**TASK**.
Look for "noun" in each line of the records, and copy the lines that have it.

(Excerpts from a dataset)
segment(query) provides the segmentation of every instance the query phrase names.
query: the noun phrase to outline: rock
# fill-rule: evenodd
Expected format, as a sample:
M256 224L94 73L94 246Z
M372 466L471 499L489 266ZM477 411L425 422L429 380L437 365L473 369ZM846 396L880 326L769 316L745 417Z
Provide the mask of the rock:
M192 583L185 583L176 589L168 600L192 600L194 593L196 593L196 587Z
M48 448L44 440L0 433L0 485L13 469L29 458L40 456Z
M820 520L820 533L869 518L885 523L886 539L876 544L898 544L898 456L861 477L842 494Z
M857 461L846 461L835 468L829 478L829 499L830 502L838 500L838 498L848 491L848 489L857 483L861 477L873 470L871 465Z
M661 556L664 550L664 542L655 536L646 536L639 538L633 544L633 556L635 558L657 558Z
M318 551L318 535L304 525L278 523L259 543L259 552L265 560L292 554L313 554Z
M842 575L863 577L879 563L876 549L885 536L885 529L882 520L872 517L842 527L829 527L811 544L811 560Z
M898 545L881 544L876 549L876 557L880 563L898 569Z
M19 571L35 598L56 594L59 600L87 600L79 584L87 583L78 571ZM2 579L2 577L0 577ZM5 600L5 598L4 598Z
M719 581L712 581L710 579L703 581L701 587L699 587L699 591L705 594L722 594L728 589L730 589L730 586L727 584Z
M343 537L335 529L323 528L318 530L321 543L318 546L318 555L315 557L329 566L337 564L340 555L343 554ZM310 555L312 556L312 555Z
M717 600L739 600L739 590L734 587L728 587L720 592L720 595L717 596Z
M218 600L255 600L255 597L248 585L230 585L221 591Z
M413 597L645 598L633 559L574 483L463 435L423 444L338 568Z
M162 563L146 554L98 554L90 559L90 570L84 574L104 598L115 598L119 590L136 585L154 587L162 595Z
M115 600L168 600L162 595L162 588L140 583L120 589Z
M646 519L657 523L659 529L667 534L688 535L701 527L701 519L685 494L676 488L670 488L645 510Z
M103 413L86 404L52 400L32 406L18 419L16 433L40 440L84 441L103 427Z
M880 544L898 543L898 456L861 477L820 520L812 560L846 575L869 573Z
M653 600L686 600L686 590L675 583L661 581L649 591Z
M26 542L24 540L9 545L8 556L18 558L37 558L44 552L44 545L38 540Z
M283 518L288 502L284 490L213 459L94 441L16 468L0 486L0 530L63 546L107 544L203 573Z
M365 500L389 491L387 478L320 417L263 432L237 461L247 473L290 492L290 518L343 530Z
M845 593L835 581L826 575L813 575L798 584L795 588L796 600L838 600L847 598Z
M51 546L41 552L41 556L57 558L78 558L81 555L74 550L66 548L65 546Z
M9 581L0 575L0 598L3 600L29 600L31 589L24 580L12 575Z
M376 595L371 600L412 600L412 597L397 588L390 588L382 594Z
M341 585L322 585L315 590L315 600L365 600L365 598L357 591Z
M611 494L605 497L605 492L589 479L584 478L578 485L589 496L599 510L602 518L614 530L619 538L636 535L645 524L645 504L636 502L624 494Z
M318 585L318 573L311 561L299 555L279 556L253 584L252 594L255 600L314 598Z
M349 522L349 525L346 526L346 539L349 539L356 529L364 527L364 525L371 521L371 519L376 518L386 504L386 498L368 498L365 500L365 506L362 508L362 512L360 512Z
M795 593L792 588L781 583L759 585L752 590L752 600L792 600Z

* * *

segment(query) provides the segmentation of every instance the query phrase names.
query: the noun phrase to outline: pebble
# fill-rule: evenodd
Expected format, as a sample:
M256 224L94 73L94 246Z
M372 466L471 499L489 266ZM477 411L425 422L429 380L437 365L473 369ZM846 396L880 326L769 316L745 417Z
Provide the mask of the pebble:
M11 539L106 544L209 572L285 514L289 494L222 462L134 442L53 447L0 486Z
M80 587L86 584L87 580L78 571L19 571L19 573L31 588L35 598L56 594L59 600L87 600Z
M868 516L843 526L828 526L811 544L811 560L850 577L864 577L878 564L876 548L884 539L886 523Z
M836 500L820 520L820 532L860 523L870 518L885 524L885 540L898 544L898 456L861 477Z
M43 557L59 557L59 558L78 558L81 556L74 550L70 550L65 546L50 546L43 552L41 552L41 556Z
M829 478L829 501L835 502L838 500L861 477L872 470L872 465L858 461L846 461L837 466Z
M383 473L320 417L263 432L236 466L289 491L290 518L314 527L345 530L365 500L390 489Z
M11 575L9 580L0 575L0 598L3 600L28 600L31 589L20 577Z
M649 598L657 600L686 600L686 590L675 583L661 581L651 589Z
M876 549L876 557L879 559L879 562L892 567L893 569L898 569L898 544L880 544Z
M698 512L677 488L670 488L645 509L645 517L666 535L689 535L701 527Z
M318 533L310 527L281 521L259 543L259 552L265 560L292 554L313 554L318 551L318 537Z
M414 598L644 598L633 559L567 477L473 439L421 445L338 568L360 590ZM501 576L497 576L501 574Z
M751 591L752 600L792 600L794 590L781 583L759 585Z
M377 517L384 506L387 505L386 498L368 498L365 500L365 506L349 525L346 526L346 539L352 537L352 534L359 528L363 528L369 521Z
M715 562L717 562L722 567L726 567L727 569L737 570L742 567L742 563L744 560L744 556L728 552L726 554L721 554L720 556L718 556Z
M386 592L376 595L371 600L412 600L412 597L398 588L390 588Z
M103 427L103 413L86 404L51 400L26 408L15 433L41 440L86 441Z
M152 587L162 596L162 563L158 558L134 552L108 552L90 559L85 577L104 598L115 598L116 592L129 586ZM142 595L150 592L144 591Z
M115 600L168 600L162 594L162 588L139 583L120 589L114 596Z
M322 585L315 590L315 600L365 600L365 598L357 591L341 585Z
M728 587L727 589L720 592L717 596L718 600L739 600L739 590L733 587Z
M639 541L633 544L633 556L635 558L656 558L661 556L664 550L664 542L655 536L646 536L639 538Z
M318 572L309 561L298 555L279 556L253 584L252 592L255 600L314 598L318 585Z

---

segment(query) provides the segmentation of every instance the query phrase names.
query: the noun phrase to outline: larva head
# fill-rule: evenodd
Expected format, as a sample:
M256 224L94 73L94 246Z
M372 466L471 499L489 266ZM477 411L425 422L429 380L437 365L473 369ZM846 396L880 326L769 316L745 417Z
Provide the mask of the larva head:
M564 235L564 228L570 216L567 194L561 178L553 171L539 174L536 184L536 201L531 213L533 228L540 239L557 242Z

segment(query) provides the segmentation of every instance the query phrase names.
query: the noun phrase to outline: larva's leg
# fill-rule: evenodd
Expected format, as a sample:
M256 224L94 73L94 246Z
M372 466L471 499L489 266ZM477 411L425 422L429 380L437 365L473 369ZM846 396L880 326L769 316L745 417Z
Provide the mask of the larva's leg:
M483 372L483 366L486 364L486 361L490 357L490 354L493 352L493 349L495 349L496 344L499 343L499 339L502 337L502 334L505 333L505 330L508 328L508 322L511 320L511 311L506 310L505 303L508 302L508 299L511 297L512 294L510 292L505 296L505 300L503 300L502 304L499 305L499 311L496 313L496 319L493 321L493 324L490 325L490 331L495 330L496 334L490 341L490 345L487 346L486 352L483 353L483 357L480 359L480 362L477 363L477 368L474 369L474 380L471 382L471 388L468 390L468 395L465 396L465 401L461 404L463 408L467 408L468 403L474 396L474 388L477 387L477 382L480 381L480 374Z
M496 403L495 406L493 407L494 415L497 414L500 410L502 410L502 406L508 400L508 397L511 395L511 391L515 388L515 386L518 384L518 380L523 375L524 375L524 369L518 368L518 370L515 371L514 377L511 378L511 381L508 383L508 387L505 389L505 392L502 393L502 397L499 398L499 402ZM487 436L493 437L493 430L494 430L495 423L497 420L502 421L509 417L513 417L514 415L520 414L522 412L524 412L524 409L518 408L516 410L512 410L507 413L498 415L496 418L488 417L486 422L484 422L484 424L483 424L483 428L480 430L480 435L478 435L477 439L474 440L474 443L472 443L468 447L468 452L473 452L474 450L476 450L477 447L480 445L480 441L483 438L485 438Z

**OUTPUT OF THE EXERCISE**.
query: the noun phrase to outline: rock
query: the noun phrase to outline: pebble
query: the noun phrase to outline: larva head
query: the noun phrase to outline: larva's leg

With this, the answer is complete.